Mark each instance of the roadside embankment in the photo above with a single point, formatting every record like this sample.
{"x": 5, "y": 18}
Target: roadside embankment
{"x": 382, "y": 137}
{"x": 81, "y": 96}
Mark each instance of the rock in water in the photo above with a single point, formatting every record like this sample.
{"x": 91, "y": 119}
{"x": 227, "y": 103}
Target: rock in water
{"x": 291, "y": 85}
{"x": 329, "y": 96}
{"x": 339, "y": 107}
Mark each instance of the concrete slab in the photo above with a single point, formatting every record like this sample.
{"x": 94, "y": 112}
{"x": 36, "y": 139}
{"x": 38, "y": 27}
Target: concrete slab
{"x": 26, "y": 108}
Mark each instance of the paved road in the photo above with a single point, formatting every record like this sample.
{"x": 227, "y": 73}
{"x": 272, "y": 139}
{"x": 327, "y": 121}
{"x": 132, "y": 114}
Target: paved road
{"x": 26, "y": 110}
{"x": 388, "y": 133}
———
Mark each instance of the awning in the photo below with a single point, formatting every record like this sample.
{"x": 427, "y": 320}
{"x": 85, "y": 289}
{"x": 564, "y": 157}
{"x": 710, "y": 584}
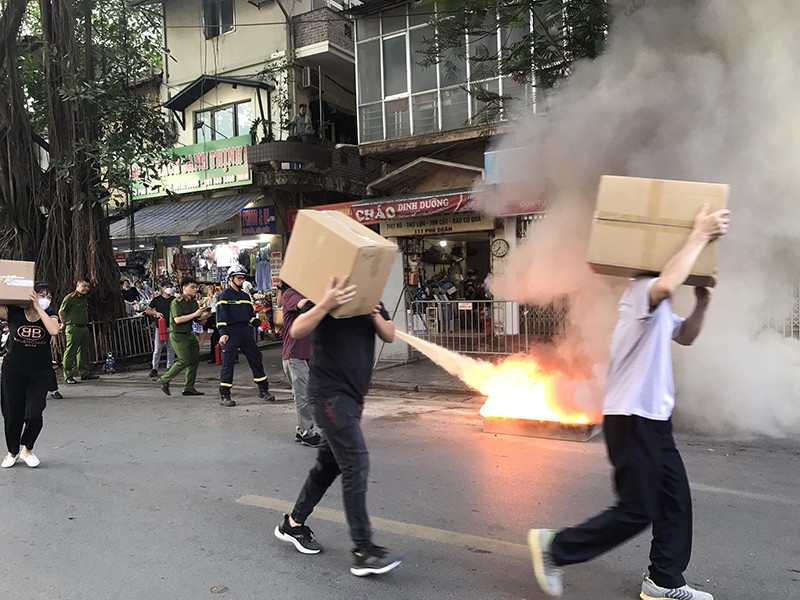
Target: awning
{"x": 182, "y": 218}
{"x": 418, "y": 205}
———
Extract, from the material above, each line holding the word "Mark".

Mark each instance of the roadside embankment in the photo above with a single point, formatting every record like this sample.
Mark each instance of the rock in water in the photo above with a single point, formatting every record like this sample.
Mark each instance of the concrete slab in the photo above with a single point, formatting every record like this sample.
Mark each instance of the paved road in the photo above with a single point, formatting every record like this sample.
Mark each instance of the awning in the photo below with a single point, formatting every record like this sample.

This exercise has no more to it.